• İstenen İş: Aşağıdaki yoksulluk nafakasının kaldırılmasına ilişkin Yargıtay kararını, son cümlesinden sonra gelecek biçimde sürdürün.

Anlaşmalı Boşanma Protokolünde Kararlaştırılan Nafaka Mahkeme Tarafından Kaldırılamaz
Yargıtay 2. Hukuk Dairesi
Esas No : 2016/7535
Karar No : 2016/10920
Karar Tarihi : 2016-06-19





 

Taraflar arasındaki yoksulluk nafakasının kaldırılması davasının mahkemece yapılan yargılaması sonucunda, davanın kısmen kabulüne yönelik olarak verilen hükmün, süresi içinde taraf vekilleri tarafından temyiz edilmesi üzerine; temyiz dilekçesinin kabulüne karar verildikten sonra, dosya içerisindeki kağıtlar okunup gereği düşünüldü:

YARGITAY KARARI

Davacı vekili dilekçesinde; tarafların İstanbul Anadolu 3.Aile Mahkemesi'nin 26.06.2014 tarih ve 2014/459-547 E.K sayılı ilamı ile anlaşmalı olarak boşandıklarını, anlaşma protokolü gereğince müvekkilinin davalıya 400,00 TL yoksulluk nafakası ödemeyi kabul ettiğini, o tarihte davalının herhangi bir işte çalışmadığını, davalının şu anda bir işe girip çalıştığını, davalının ailesinin yanında kaldığını,maddi durumunun müvekkilinden daha iyi olduğunu,davacının ise İstanbul'da yaşadığını ve kirada oturduğunu, boşanma kararı sonrasında davalının yoksulluk durumunun ortadan kalktığını ileri sürerek, yoksulluk nafakasının kaldırılmasını aksi kanaate varılması halinde nafakanın hakkaniyet uygun şekilde indirilmesini talep ve dava etmiştir.

• İncelenecek Veriler:
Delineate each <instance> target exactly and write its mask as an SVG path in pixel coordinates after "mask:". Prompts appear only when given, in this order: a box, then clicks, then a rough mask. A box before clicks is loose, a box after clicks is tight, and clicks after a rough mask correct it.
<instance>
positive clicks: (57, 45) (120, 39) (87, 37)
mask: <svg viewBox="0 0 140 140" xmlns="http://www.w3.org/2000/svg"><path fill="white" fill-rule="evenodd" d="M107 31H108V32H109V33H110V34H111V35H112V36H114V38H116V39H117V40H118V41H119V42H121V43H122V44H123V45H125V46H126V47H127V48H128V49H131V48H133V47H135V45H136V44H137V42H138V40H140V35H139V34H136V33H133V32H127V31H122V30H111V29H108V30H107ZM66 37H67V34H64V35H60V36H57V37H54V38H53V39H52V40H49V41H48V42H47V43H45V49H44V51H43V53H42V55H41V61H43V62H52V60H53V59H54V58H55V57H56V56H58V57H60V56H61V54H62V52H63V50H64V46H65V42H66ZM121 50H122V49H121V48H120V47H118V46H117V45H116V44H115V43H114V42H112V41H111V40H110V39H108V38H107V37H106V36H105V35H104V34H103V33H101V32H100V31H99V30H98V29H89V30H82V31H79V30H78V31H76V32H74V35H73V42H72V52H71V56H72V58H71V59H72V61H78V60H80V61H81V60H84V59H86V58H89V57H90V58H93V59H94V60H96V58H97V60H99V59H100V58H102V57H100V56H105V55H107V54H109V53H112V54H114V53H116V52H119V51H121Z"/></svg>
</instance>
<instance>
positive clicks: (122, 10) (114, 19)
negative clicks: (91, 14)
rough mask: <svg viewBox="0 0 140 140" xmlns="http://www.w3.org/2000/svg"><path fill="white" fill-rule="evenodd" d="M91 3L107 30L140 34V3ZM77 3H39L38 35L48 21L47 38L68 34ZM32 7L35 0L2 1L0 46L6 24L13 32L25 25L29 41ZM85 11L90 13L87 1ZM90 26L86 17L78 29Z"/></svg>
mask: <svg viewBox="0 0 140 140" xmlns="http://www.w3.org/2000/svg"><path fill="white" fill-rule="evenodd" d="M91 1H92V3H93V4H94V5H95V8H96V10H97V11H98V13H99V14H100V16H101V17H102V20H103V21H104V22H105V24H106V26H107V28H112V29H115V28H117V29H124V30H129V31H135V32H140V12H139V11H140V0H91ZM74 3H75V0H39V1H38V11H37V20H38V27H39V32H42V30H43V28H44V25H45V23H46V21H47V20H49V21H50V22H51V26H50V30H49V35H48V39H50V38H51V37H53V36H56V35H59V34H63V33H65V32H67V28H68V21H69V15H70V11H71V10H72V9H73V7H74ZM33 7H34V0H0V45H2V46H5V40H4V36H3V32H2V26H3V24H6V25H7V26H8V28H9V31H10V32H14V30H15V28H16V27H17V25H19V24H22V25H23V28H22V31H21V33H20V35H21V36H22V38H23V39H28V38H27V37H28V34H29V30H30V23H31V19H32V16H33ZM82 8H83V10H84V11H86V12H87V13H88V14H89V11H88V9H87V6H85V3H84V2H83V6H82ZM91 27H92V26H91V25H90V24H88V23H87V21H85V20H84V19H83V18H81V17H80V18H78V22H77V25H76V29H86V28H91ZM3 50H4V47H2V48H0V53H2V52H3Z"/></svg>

• Görevin Cevabı:
Davalı vekili cevap dilekçesinde; tarafların 2014 yılında anlaşmalı olarak boşandıklarını, davacının boşanma talebi üzerine müvekkilinin boşanmayı kabul ettiğini, boşanma ile müvekkilinin eşinden, arkadaş çevresinde ve işinden ayrılarak mecburen babaevine döndüğünü, anlaşma protokolü doğrultusunda 400,00 TL yoksulluk nafakasına hükmedildiğini, davacının altı aydır nafaka ödediğini, bu miktarın yoksulluğu ortadan kaldırmayacağı ancak davalının hayat mücadelesinde destek olacağını, 400,00 TL ile yaşamını sürdürmesi mümkün olmayan davalının bir işe girdiğini ve 1.700,00 TL maaş aldığını, giderlerinin fazla olduğunu, davacının ise Pegasus Havayollarında kabin memuru olarak çalıştığını, maaşı dışında yan gelirleri olduğunu, ortalama 4.000.TL maaşının bulunduğunu belirterek davanın reddini savunmuştur.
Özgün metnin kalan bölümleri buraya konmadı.